» SET TASK: Please reproduce every line of the entries below verbatim, leaving out the pictures.

» MATERIAL:
────────────────

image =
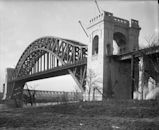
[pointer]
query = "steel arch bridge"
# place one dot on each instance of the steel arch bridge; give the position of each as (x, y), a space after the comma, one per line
(48, 57)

────────────────

» SOLUTION TO THIS PROBLEM:
image =
[pointer]
query = "steel arch bridge"
# place one dot on each instance of the steel arch bridge; give the position of each as (x, y), a space after the comma, one per line
(48, 57)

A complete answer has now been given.